SELECTED TEXT:
************

Amazon’s grip on books only worsens the squeeze. With virtually unlimited market power, it can flip a switch on a profitable arm at will. In April 2023, Amazon quietly declared The Book Depository – a major global outlet for independent publishers – would simply cease to exist in three weeks. No new owner, no archived platform: countless indie presses and authors had to scramble for alternative sales channels. As one commentator notes, Amazon’s moves leave “no warm words” for displaced workers, and downstream outlets (bookstores, smaller presses) “rely on [its] shuttered operations” for revenue.
As if corporate cutbacks weren’t enough, federal arts support has been slashed. In 2025 the Trump administration moved to zero out NEA funding, and almost immediately terminated hundreds of grants, including most literary arts awards. Local theaters, literary magazines, reading series and writers’ centers awoke to notices of “immediate withdrawals” of funding. Two of every three NEA applications in the 2025 poetry & publishing cycle were cancelled, wiping out vital budgets for book projects, festivals, and fellowships. The NEA used to fund ~$200 million a year; that well is drying up just as private media conglomerates retreat from meaningful investment in literature.

************

MATERIAL:

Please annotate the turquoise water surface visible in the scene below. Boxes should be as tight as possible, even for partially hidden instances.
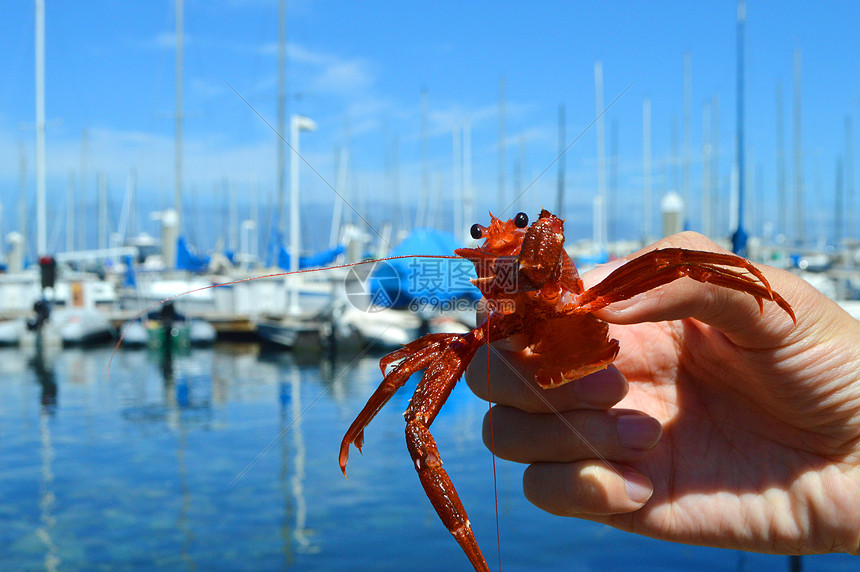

************

WRITTEN PROBLEM:
According to the passage on Amazon and arts funding above, which local organizations received notices of "immediate withdrawals" of funding? List every one the passage names. The material is not relevant here.

THE REPLY:
- Local theaters
- Literary magazines
- Reading series
- Writers' centers